### Exercise text:
►

  What links here?
  - ryan_greenblatt's comment on Preventing model exfiltration with upload limits by ryan_greenblatt (6 Feb 2024 17:46 UTC; 2 points)
  - Gerald Monroe 6 Feb 2024 17:32 UTC
    5 points
    0
    Parent
    
    Then, we can have a single extremely basic machine (e.g. embedded device/FPGA which doesn’t even have an OS) implement an extremely limited API to connect to the outside world to service an API. This reduces the internet facing attack surface at the cost of some convenience.
    
    This is an extremely good idea and you can see the physical evidence all around you of our predecessors solving a similar problem.
    
    Have you ever noticed how every electrical panel is in a metal box, and every high power appliance is in a metal case? Every building has a gap between it and neighbors?
    
    Its the same concept applied. Fire is just 3 ingredients but humans don’t fully understand the plasma dynamics. What we do know is you can’t take any chances, and you must subdivide the world with fire breaks and barriers to contain the most likely sources of ignition.
    
    A world that keeps AI from burning out of control is one where these hardware ASICs—firewalls—guard the network interfaces for every cluster capable of hosting an AI model. This reduces how much coordination models can do with each other, and where they can escape to.
    
    You don’t just want to restrict API you want to explicitly define what systems a hosted model can communicate with. Ideally a specific session can only reach a paid user, any systems the user has mapped to it, and it does research via a cached copy of the internet not a global one, so the AI models cannot coordinate with each other. (So these are more than firewalls and have functions similar to VPN gateways)
    
    There would have to be a “fire code” for AI.
  - Gerald Monroe 6 Feb 2024 17:20 UTC
    2 points
    1
    Parent
    
    I think limiting attack surface using various types of isolation seems promsing, but orthogonal to the intervention we’re describing in this post.
    
    The issue is that for a model to work it needs a lot of I/O bandwidth. You’re thinking ok, if all it needs to do is emit output tokens to a user window, then if those tokens are small in size over time relative to the model weights, you can restrict uploads.

◄

Continue the forum discussion about preventing model exfiltration, picking up after the last sentence of its final comment.

### Provided material:
►

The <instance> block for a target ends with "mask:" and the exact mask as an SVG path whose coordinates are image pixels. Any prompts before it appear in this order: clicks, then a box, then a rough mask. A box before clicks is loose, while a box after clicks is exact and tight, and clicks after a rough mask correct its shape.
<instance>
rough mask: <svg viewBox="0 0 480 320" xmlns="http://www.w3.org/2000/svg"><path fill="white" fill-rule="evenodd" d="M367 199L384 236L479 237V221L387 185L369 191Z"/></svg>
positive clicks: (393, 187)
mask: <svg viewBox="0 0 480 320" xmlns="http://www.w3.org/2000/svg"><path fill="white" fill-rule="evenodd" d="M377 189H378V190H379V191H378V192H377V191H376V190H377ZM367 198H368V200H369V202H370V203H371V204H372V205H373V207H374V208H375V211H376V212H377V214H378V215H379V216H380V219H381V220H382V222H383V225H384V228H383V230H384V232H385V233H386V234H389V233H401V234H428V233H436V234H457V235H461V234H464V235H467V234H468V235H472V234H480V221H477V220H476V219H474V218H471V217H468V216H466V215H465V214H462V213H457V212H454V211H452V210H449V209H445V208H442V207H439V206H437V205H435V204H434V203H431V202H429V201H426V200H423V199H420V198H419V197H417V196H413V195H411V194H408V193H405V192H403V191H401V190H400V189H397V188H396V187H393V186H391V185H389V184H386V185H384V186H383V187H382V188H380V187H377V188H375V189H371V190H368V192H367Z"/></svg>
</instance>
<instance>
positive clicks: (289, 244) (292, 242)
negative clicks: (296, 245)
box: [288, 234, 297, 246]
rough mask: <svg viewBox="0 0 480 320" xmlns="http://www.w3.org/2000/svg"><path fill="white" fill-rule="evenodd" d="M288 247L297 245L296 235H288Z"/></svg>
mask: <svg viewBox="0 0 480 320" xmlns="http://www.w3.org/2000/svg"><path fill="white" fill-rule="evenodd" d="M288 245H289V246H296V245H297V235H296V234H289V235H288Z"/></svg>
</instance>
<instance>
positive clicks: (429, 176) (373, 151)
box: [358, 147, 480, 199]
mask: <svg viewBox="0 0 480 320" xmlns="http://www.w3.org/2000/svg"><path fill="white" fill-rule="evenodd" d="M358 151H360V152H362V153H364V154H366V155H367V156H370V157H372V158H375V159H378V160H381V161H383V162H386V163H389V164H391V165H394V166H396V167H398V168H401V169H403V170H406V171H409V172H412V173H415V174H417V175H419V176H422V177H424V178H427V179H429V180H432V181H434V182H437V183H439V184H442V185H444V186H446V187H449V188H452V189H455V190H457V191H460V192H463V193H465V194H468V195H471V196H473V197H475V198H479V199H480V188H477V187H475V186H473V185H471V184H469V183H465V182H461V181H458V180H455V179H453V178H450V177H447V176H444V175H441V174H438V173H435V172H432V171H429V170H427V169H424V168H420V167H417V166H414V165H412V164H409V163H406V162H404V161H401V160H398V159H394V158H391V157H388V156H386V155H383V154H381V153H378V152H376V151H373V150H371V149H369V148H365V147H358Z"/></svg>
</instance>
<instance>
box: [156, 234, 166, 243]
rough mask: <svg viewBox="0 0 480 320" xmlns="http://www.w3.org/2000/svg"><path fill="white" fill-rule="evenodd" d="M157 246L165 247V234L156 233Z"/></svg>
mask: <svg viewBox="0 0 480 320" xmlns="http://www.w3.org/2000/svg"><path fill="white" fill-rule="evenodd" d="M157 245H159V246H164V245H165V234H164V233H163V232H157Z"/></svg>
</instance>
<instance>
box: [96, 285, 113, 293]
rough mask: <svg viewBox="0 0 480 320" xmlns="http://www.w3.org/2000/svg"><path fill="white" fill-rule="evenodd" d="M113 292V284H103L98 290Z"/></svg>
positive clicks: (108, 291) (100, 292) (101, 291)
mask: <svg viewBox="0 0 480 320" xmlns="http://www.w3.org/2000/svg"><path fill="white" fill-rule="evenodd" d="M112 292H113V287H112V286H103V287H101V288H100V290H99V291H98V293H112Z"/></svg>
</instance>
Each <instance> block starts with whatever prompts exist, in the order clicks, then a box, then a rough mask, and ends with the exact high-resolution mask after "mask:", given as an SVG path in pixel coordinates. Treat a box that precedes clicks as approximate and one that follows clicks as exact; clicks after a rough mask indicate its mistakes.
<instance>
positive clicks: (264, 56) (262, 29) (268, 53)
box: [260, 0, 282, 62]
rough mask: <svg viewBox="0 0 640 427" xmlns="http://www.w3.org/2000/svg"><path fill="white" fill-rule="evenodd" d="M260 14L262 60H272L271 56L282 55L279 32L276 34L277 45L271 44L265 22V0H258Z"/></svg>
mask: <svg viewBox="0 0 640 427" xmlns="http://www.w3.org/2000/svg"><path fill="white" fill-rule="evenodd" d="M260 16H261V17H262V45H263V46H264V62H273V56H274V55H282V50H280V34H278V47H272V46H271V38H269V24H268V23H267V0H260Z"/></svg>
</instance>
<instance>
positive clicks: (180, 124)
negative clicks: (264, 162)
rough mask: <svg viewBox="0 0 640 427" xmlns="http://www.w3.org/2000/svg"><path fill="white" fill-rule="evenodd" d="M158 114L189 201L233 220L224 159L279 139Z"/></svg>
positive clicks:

◄

### Reply:
    But consider how many parallel sessions there are now (millions per month) or will be in the future. Leaks could be coordinated or randomized to parts of the weights so each parallel session leaks a little more.
    
    Everyone is using a common golden model as well, and market dynamics want in the future there to be just a few models everyone’s using.
    
    Suppose there are 10 million user sessions a month and a leak of 128 bytes per session. Model is 0.64 terrabytes. (Gpt-4 assuming it’s distilled 10x for the T model). Then it takes 550 months to leak.
    
    If there’s 1 billion sessions a month it leaks in 5.5 months.
    
    It’s better than nothing.
    What links here?
    ryan_greenblatt's comment on Preventing model exfiltration with upload limits by ryan_greenblatt (6 Feb 2024 17:23 UTC; 4 points)
    - ryan_greenblatt 6 Feb 2024 17:23 UTC
      4 points
      0
      Parent
      See this section of the post for commentary.
      
      TLDR: we actually think it’s reasonably likely that the total data outflow is of comparable scale to model weights (for an AI lab’s most capable model) under normal commercial operation.
      
      Thinking these are of comparable scale is a core assumption for the upload limiting method to make sense. (Without the introduction of some more exotic approaches.)
    - ryan_greenblatt 6 Feb 2024 17:47 UTC
      3 points
      0
      Parent
      Also, I added a BOTEC about viability for GPT-6 showing that it naively seems like we could be fine with GPT-6 generating an entire book for every human on earth.